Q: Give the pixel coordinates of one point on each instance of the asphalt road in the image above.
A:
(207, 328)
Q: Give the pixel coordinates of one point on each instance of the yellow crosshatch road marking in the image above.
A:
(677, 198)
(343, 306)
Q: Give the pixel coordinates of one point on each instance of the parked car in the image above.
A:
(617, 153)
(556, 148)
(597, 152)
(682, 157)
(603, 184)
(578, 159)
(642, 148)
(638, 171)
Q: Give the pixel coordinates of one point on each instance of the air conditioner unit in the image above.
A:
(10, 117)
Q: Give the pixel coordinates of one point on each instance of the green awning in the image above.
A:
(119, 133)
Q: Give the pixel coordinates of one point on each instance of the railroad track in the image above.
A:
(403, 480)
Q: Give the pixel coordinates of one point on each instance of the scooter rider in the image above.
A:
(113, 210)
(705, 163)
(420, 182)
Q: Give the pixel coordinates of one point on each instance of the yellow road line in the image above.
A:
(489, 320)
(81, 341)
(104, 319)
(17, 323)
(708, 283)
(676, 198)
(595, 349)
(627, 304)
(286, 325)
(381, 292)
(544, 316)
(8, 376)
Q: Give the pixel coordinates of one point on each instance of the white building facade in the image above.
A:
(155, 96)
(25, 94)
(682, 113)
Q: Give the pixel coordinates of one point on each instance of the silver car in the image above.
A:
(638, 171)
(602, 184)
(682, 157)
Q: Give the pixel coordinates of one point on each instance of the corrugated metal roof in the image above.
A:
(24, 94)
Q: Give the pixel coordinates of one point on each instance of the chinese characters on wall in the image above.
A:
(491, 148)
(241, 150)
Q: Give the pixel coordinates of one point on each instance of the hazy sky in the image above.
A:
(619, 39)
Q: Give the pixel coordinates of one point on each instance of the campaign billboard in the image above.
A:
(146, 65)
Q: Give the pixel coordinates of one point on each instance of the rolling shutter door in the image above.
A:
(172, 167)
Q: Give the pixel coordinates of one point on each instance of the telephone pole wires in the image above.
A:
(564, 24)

* [Directions for this task]
After locating the line above that contains "wall in the image above.", write out that line and every later one exactly, through the last line of the material, and nothing else.

* [Response area]
Q: Give the pixel coordinates of one point on each instance of the chinese characters on wall in the image above.
A:
(491, 148)
(241, 150)
Q: Give the pixel coordinates of one point on each instance of the hazy sky in the image above.
A:
(619, 39)
Q: Give the pixel coordinates of one point on each instance of the campaign billboard in the image above.
A:
(146, 65)
Q: Give the pixel coordinates of one point on each instance of the rolling shutter door in the image above.
A:
(172, 167)
Q: Give the pixel coordinates of one point on each instance of the telephone pole wires in the image above.
A:
(564, 24)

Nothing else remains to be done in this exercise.